GIVEN EXERCISE 1: List every kind of metadata that the post below on Calcite metadata calls names as an example in parentheses.
GIVEN EXERCISE 2: According to the post below on Calcite metadata calls, what does the "NoHandler" exception give the handler a chance to do?
GIVEN EXERCISE 3: Reproduce the part of the post below on Calcite metadata calls starting at "We use reflection" and ending at "LogicalAggregate.".

PASSAGE GIVEN:
In https://issues.apache.org/jira/browse/CALCITE-794
<https://issues.apache.org/jira/browse/CALCITE-794> we added an extra parameter
to each metadata call so that we could detect cyclic metadata calls, and
potentially to cache results so that a given statistic is never computed more
than once during a metadata call. But the overhead of making calls into the
metadata framework is still very high. It shows up as a big fraction of the
time spent optimizing complex queries. I am working on
https://issues.apache.org/jira/browse/CALCITE-604
<https://issues.apache.org/jira/browse/CALCITE-604>, which aims to fix that.
I am working on 604 while the release is closing, and I thought some of you
would be be interested to know where I am going.
We use reflection to make calls. This is necessary because the types of
metadata (e.g. selectivity, row count, unique keys, predicates) are extensible,
you can have multiple providers for each kind of metadata, each provider has
different methods for various RelNode sub-types, and we want to be able to
inherit handler methods (e.g. getUniqueKeys(Aggregate, boolean) handles
getUniqueKeys(LogicalAggregate, boolean) because there is no handler method for
LogicalAggregate.
Initially I thought we’d use MethodHandle, which is a lot faster than method
invocation by reflection. MethodHandle.invoke has some flexibility based on the
types of its arguments, but I realized we’d still have to dispatch to multiple
underlying providers (e.g. the built-in provider and the Hive provider). And we
have other inefficiencies such as calling UnboundMetadata.bind(RelNode,
RelMetadataQuery) to create a short-lived object every single call.
So, now I am looking at using Janino to generate a dispatcher. Consider just
one kind of metadata, UniqueKeys. We already have a “signature” interface:
public interface UniqueKeys extends Metadata {
Set<ImmutableBitSet> getUniqueKeys(boolean ignoreNulls);
}
I have added a handler interface:
interface UniqueKeysHandler {
Set<ImmutableBitSet> getUniqueKeys(RelNode r, RelMetadataQuery mq, boolean
ignoreNulls);
}
Now, given a set of metadata providers and the set of all known RelNode
sub-type, I can use Janino to generate a handler at run time:
class UniqueKeysHandlerImpl implements UniqueKeysHandlerImpl {
final RelMdUniqueKeys provider0;
final HiveUniqueKeys provider1;
UniqueKeysHandlerImpl(RelMdUniqueKeys provider0, HiveUniqueKeys provider1) {
this.provider0 = provider0;
this.provider1 = provider1;
}
public Set<ImmutableBitSet> getUniqueKeys(RelNode r,
RelMetadataQuery mq, boolean ignoreNulls) {
switch (r.getClass().getName()) {
case "org.apache.calcite.rel.logical.LogicalAggregate":
return provider0.getUniqueKeys((Aggregate) r, mq, ignoreNulls);
case "org.apache.calcite.rel.core.Aggregate":
return provider0.getUniqueKeys(r, mq, ignoreNulls);
case “
org.apache.hadoop.hive.ql.optimizer.calcite.reloperators.HiveAggregate":
return provider1.getUniqueKeys(r, mq, ignoreNulls);
default:
throw NoHandler.INSTANCE;
}
}
}
The entry point in RelMetadataQuery changes from
public Set<ImmutableBitSet> getUniqueKeys(RelNode rel,
boolean ignoreNulls) {
final BuiltInMetadata.UniqueKeys metadata =
rel.metadata(BuiltInMetadata.UniqueKeys.class, this);
return metadata.getUniqueKeys(ignoreNulls);
}
to
public Set<ImmutableBitSet> getUniqueKeys(RelNode rel,
boolean ignoreNulls) {
for (;;) {
try {
return uniqueKeysHandler.getUniqueKeys(rel, this, ignoreNulls);
} catch (NoHandler e) {
uniqueKeysHandler = metadataProvider.revise(rel.getClass(),
BuiltInMetadata.UniqueKeys.Handler.class);
}
}
}
The “NoHandler” exception occurs very rarely — only when a kind of RelNode is
seen that hasn’t been seen before in this JVM instance — but gives the handler
chance to regenerate itself.

SUPPLIED ENTRIES:
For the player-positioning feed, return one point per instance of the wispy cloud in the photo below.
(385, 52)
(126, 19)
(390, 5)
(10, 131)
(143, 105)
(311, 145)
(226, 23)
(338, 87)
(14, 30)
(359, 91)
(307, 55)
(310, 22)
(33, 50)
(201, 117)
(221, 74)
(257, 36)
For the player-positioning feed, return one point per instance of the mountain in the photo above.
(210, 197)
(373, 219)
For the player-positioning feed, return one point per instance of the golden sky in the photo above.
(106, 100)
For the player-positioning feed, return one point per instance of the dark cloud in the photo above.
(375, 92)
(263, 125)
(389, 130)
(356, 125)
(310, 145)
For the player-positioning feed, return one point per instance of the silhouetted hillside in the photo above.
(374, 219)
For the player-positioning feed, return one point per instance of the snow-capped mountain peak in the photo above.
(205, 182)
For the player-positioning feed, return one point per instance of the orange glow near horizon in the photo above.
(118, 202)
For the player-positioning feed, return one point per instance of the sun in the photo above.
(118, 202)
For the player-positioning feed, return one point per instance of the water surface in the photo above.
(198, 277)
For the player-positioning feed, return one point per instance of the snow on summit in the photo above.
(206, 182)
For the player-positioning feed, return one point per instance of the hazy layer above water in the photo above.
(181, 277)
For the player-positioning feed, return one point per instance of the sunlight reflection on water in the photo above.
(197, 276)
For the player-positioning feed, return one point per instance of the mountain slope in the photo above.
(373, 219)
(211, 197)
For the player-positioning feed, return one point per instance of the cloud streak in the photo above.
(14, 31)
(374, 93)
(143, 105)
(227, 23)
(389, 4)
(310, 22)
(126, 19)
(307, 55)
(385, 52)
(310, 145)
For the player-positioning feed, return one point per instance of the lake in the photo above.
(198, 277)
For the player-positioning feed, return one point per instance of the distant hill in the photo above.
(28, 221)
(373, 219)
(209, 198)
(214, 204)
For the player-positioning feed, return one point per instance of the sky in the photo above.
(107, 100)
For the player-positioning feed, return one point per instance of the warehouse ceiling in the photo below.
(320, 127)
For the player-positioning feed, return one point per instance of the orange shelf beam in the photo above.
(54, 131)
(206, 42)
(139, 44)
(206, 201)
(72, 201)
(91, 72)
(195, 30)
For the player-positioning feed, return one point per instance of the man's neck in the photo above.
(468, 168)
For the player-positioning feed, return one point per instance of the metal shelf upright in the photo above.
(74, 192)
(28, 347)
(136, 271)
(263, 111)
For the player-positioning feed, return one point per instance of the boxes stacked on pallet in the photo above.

OUTPUT 1: selectivity, row count, unique keys, predicates

OUTPUT 2: It gives the handler a chance to regenerate itself.

OUTPUT 3:
We use reflection to make calls. This is necessary because the types of
metadata (e.g. selectivity, row count, unique keys, predicates) are extensible,
you can have multiple providers for each kind of metadata, each provider has
different methods for various RelNode sub-types, and we want to be able to
inherit handler methods (e.g. getUniqueKeys(Aggregate, boolean) handles
getUniqueKeys(LogicalAggregate, boolean) because there is no handler method for
LogicalAggregate.